# GIVEN REQUEST
Collect every line of the records that contains the string "water". Case counts.

________________________________________

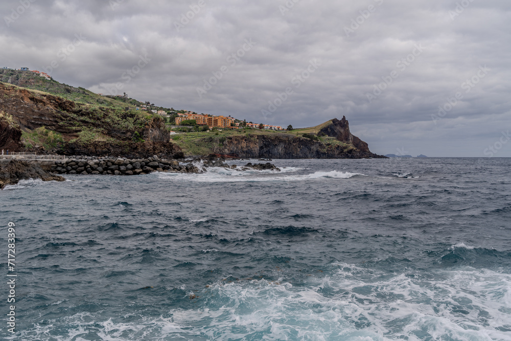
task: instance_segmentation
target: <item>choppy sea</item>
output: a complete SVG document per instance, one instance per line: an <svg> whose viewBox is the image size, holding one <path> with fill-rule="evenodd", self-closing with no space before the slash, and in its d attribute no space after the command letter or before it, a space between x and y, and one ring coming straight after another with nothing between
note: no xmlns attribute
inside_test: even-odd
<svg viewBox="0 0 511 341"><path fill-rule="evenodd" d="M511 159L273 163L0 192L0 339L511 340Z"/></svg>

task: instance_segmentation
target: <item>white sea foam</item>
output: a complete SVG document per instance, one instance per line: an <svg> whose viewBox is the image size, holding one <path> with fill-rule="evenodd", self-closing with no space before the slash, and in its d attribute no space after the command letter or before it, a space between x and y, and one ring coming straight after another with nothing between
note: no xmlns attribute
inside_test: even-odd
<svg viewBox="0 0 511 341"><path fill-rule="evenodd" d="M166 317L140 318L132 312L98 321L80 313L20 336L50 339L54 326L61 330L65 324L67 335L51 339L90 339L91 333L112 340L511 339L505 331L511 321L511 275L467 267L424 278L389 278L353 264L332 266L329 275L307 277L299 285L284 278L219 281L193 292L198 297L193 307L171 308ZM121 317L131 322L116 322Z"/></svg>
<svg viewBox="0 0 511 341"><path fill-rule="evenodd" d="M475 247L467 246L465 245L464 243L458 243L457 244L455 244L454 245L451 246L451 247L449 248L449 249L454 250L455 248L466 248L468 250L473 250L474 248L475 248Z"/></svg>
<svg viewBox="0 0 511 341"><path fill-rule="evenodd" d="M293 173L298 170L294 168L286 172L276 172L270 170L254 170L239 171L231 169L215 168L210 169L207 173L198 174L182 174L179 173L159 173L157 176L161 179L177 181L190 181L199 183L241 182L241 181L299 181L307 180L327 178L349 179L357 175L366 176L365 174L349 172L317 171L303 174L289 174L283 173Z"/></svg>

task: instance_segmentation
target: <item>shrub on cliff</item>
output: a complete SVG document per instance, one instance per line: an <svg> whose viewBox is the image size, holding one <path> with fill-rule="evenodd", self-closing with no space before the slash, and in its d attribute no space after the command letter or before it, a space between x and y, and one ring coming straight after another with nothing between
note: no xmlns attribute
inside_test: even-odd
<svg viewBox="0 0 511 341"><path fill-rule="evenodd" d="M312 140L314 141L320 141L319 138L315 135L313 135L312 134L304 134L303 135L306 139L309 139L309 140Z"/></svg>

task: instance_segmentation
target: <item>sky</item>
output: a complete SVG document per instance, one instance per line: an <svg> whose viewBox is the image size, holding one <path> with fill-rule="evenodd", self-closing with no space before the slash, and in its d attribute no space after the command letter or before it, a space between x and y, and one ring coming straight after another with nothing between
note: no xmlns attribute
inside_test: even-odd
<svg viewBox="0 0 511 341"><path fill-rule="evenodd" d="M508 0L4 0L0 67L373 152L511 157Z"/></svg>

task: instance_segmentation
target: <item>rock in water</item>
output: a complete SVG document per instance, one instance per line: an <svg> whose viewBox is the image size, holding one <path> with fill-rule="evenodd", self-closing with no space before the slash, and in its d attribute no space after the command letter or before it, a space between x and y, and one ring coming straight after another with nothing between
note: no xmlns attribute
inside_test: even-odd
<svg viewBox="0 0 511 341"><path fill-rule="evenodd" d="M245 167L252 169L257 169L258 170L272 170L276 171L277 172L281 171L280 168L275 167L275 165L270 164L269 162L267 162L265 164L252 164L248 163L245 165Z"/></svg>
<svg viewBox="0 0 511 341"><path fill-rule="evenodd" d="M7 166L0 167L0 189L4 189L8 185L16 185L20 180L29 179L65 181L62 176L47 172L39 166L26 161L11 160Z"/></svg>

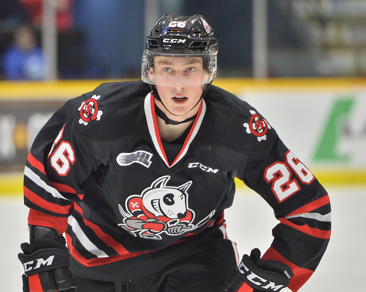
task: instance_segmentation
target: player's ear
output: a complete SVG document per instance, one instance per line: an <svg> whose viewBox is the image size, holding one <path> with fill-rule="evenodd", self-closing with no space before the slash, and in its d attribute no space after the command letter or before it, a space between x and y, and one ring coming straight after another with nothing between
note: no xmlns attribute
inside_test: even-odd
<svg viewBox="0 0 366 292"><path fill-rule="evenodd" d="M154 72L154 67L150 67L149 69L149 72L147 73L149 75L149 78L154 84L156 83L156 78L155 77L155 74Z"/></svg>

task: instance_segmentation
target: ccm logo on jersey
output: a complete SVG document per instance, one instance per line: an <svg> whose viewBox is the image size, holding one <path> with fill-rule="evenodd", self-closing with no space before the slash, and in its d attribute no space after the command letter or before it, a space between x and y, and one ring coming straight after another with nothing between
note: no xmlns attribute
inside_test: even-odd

________________________________________

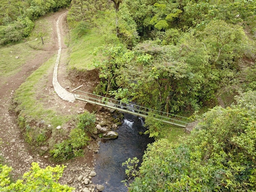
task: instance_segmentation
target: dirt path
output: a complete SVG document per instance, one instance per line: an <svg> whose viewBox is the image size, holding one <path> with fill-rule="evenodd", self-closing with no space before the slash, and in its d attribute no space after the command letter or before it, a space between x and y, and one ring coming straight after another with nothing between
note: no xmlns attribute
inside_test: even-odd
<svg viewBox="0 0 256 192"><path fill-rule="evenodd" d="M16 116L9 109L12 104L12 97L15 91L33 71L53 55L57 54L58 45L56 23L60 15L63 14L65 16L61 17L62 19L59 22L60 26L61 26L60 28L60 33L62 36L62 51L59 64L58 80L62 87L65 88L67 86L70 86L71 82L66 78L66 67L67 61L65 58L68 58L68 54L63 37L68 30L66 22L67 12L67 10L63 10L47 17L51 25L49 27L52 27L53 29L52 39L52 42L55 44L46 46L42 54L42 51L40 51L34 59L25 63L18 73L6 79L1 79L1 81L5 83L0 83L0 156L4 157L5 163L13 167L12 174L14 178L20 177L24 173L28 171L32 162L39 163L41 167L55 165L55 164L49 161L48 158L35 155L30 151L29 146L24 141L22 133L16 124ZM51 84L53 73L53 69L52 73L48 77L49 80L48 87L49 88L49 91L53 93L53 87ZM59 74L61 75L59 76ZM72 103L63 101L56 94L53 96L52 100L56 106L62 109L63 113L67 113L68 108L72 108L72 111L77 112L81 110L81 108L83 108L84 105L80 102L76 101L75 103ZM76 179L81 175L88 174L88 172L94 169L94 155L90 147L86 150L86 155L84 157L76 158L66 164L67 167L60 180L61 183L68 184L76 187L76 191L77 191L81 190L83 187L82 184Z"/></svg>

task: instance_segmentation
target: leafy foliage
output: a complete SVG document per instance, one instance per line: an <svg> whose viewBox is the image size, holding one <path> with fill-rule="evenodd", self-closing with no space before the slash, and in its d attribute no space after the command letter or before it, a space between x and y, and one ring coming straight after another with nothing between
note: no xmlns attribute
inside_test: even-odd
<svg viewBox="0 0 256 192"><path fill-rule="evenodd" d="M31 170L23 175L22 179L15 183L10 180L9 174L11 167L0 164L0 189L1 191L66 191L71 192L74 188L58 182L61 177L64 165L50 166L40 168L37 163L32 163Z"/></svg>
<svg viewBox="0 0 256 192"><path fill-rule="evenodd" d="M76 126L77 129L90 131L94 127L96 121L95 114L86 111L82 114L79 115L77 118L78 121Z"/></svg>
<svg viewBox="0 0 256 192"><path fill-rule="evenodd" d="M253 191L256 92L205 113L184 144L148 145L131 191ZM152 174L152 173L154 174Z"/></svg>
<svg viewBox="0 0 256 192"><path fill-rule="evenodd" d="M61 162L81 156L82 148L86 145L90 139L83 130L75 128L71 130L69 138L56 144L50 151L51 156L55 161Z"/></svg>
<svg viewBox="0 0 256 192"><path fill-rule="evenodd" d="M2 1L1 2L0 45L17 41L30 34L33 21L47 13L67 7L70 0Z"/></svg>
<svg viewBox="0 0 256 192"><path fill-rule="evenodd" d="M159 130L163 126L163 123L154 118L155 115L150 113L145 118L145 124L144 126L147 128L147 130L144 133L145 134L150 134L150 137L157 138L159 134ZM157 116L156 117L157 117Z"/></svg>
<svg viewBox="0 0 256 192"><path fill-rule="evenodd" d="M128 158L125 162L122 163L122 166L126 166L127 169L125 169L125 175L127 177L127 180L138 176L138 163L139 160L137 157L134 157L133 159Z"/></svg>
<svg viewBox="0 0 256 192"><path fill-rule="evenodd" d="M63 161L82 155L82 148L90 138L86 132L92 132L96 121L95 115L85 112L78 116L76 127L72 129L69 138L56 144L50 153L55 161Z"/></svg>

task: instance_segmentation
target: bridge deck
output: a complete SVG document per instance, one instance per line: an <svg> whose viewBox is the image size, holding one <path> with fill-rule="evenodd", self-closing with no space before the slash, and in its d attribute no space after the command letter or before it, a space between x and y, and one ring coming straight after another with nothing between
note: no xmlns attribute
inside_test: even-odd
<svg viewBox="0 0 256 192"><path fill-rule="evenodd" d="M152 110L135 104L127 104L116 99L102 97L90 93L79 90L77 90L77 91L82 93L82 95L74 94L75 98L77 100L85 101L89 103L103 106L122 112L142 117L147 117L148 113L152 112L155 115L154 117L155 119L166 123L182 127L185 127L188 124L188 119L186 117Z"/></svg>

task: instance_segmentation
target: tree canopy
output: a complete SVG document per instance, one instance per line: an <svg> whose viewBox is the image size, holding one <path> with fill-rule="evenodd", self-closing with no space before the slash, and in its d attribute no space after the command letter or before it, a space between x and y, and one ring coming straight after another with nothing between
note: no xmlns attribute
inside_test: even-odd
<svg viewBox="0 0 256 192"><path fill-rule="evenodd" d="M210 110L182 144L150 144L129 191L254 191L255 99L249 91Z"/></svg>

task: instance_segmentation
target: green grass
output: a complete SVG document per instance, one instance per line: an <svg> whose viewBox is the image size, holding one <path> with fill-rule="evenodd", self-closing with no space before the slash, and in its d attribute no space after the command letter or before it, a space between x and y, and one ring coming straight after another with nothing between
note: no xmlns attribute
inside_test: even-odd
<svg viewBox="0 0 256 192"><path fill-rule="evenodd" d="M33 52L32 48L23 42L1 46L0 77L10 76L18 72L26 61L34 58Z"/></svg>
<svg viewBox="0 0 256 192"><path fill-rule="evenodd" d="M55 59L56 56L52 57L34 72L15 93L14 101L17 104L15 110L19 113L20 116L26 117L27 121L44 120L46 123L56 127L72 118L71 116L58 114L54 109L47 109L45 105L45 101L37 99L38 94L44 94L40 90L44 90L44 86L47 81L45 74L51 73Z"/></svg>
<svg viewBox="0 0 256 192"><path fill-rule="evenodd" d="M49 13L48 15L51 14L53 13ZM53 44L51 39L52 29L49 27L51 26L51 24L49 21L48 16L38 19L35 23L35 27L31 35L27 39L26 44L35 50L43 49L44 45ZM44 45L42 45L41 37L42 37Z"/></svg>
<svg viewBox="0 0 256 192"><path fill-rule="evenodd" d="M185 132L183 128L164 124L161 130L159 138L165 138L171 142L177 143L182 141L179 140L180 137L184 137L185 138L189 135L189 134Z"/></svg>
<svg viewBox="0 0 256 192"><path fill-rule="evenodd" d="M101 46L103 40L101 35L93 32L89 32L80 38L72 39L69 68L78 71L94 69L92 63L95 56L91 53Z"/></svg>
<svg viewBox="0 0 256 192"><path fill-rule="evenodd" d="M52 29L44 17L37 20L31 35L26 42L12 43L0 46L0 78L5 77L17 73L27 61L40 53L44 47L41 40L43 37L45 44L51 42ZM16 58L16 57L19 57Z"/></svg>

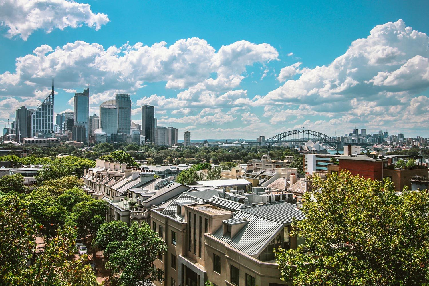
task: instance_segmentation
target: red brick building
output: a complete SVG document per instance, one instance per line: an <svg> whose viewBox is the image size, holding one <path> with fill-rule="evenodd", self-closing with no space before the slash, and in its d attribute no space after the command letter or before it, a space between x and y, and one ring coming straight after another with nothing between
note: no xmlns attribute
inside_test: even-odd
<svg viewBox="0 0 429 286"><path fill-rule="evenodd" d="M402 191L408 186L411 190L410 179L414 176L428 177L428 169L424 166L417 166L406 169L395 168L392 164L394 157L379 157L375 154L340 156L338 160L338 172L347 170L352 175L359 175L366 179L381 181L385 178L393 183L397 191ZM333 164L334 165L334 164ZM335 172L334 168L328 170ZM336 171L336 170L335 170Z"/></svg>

________________________________________

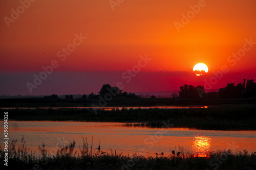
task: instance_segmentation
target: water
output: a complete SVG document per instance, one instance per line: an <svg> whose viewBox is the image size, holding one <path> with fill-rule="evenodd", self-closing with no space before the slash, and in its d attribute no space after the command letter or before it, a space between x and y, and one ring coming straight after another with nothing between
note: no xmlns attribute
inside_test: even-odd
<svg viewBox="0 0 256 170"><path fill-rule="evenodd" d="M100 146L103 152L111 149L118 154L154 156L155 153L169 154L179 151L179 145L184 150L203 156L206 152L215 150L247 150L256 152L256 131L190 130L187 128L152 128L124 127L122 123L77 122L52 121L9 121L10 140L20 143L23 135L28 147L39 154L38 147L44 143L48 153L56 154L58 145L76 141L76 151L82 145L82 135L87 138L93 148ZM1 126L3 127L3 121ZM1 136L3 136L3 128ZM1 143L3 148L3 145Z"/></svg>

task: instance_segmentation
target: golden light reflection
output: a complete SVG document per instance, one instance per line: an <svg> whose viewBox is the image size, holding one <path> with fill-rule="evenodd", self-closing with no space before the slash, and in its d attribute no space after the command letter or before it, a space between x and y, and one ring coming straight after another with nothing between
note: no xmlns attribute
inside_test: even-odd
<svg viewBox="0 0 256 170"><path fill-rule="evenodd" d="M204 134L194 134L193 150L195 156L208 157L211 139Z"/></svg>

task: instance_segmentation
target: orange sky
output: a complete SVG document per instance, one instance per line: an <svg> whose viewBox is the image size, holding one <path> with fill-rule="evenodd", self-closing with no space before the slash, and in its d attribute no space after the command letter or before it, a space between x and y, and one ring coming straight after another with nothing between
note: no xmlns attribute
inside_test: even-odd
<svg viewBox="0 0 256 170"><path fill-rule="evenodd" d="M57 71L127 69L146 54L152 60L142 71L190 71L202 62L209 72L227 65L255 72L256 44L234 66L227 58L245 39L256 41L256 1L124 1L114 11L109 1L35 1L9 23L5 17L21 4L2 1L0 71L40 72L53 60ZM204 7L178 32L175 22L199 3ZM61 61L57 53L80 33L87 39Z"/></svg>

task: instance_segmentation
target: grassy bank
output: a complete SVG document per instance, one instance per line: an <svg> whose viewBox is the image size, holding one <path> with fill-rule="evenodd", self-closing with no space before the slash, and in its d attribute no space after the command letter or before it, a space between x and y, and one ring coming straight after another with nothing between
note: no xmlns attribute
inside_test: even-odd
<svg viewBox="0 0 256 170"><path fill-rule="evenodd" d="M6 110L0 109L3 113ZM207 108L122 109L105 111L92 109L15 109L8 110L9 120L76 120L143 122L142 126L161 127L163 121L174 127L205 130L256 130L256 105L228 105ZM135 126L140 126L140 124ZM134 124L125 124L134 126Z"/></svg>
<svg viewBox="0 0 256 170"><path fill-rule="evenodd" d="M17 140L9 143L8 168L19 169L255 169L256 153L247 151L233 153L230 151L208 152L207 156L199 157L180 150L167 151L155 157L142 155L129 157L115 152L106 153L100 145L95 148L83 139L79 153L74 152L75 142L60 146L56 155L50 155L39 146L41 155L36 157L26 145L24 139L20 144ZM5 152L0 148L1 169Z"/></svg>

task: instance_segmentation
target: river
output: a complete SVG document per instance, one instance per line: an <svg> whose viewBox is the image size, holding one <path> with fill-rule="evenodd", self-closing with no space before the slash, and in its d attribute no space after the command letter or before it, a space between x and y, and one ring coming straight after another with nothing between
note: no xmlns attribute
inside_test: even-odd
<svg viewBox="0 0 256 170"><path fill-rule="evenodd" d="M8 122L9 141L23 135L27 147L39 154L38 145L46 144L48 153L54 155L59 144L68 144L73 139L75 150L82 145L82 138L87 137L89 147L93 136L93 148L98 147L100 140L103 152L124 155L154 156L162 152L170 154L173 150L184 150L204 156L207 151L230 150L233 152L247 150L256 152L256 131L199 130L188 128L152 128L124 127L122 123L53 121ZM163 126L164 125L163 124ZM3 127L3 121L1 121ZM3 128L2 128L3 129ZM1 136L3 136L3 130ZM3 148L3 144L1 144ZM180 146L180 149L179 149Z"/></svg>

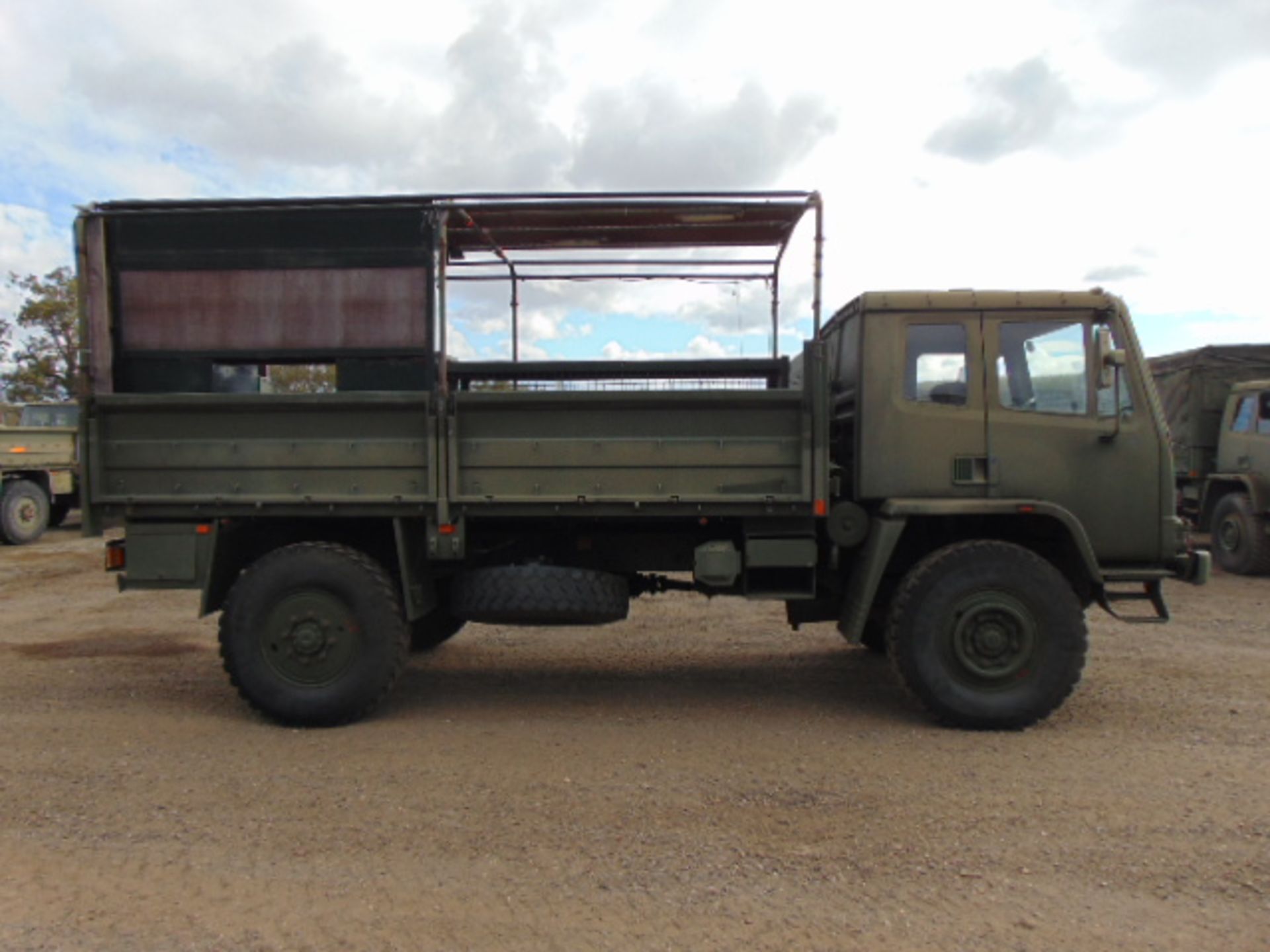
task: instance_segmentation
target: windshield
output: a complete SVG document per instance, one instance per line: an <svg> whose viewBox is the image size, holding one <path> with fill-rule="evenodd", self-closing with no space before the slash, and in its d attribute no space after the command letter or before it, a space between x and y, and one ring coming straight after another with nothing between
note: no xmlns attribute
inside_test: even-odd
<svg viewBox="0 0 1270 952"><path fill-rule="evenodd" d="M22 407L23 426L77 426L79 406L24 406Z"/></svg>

________________________________________

# FULL OUTPUT
target: <item>rock in water</item>
target: water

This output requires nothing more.